━━━ Records provided
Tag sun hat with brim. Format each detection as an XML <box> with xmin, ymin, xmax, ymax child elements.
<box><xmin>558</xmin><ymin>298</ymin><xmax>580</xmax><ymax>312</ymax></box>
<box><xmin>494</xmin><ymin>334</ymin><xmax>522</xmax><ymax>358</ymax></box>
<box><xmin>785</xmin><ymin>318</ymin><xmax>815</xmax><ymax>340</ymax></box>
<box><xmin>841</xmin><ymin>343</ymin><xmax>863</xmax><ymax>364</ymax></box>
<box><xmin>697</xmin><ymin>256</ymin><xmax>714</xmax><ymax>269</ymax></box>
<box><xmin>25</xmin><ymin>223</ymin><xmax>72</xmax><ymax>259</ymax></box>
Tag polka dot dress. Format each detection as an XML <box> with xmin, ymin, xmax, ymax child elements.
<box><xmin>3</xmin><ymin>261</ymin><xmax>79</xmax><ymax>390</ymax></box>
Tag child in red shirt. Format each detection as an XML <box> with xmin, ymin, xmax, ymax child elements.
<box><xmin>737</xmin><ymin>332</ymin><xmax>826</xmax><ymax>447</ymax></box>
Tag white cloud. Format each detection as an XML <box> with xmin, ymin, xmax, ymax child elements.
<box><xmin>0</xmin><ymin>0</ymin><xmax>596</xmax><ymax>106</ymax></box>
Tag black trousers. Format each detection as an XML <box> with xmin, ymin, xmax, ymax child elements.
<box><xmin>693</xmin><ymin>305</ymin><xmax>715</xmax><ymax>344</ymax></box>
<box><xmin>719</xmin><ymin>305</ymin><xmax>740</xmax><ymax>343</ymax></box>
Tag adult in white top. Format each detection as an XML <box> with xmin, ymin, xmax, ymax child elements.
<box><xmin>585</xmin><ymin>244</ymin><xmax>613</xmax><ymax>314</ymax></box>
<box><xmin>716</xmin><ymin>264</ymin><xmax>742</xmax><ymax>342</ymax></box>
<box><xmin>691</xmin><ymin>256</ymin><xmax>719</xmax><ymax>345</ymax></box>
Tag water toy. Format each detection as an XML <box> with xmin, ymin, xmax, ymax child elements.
━━━━━━
━━━ Records provided
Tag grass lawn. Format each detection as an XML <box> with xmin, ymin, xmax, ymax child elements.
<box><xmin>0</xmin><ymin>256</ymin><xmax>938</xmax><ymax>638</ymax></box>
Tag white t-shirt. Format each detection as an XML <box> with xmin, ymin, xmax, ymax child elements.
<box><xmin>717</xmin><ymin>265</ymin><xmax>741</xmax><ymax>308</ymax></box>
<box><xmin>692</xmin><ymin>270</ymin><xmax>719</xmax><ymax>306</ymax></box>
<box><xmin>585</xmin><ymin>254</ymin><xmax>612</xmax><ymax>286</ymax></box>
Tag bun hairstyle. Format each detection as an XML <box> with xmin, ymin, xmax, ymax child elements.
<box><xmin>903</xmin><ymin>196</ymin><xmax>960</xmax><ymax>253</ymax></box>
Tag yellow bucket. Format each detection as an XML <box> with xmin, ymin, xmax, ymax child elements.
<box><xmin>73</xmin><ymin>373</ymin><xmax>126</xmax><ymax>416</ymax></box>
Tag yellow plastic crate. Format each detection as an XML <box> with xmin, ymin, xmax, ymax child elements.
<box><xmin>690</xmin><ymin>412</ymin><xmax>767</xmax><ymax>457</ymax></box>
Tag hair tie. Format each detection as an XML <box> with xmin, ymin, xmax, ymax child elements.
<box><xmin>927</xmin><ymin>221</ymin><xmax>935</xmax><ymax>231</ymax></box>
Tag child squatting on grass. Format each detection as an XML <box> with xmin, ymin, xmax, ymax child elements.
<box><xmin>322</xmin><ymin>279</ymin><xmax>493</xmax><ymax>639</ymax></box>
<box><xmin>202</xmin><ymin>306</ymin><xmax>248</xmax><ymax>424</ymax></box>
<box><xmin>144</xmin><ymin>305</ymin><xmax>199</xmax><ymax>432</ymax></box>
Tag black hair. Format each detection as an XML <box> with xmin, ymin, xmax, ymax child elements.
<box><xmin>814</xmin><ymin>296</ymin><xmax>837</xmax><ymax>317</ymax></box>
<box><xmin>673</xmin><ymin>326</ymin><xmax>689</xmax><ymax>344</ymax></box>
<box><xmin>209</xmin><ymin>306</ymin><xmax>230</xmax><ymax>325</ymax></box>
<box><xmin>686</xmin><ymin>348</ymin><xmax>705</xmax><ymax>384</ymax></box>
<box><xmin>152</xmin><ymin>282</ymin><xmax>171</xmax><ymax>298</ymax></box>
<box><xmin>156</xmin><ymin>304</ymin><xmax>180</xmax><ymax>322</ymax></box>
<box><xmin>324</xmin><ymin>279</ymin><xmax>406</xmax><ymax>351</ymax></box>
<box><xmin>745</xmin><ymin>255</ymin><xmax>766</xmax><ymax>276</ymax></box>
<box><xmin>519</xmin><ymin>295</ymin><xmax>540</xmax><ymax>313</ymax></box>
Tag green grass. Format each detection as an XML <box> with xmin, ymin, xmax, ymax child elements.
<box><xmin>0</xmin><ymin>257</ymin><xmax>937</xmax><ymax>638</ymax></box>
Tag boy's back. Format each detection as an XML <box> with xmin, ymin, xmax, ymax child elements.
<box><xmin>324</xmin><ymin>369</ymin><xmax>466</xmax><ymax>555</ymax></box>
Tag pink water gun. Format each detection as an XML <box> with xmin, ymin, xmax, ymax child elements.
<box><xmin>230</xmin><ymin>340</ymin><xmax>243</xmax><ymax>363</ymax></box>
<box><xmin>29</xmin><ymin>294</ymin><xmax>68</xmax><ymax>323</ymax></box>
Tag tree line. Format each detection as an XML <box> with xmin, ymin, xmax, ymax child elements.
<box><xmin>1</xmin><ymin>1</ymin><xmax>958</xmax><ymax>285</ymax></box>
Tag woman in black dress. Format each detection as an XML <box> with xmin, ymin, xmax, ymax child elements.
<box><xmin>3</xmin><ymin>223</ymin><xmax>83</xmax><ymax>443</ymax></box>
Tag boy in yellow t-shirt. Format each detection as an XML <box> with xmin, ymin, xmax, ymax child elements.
━━━━━━
━━━ Records provided
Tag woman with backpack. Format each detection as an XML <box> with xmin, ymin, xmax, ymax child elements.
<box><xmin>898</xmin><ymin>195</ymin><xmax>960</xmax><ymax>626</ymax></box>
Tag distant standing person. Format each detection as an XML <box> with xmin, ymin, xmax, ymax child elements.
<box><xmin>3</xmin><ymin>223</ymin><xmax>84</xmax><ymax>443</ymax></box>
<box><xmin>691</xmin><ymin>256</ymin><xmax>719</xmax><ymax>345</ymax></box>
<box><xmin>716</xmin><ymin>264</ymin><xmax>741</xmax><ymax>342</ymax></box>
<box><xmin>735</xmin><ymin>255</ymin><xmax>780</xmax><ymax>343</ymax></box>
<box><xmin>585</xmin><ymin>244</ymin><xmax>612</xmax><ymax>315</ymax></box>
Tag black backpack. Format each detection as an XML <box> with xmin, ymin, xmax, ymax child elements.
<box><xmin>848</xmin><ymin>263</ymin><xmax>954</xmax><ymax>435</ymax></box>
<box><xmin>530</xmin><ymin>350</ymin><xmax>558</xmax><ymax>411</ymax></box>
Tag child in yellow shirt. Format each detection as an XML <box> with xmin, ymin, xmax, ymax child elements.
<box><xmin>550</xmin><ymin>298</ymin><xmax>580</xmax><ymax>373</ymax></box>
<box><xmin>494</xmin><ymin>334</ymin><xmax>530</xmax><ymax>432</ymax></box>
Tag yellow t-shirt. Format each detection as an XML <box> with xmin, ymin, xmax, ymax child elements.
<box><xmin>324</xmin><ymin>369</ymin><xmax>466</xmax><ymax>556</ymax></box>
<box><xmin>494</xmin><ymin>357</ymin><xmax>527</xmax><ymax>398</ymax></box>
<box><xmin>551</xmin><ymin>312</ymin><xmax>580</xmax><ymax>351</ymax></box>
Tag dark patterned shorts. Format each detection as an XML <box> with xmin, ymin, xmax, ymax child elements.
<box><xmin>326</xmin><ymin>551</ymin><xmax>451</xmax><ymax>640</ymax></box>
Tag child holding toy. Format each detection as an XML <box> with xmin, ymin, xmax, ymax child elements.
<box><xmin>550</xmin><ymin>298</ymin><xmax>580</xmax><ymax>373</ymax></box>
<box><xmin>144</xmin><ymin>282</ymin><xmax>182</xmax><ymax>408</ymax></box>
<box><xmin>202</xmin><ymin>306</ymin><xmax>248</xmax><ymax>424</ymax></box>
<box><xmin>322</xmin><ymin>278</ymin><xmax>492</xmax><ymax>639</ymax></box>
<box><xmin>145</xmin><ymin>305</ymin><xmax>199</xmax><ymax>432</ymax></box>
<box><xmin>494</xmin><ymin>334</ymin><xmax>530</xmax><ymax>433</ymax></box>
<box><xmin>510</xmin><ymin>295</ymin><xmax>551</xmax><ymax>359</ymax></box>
━━━━━━
-- About this task --
Write down again, exactly as given, only the lines above that fall from the line with "Tag boy's back." to the line with "Tag boy in yellow", inclusive.

-- Response area --
Tag boy's back. Format each detection as an XML <box> with xmin, ymin, xmax, ymax child elements.
<box><xmin>324</xmin><ymin>369</ymin><xmax>466</xmax><ymax>555</ymax></box>
Tag pink water gun. Format each detection as an XML <box> with xmin, ymin, xmax, ymax child elements.
<box><xmin>230</xmin><ymin>340</ymin><xmax>243</xmax><ymax>363</ymax></box>
<box><xmin>29</xmin><ymin>294</ymin><xmax>68</xmax><ymax>323</ymax></box>
Tag tree line. Format each detection as an XML <box> with xmin, ymin, xmax, ymax child elements.
<box><xmin>1</xmin><ymin>1</ymin><xmax>958</xmax><ymax>285</ymax></box>
Tag woman in black dress. Format each detection as an XML <box> with xmin, ymin, xmax, ymax child elements.
<box><xmin>3</xmin><ymin>223</ymin><xmax>83</xmax><ymax>443</ymax></box>
Tag boy in yellow t-shirt. Format each detection as an XML <box> with xmin, ymin, xmax, ymax child elements.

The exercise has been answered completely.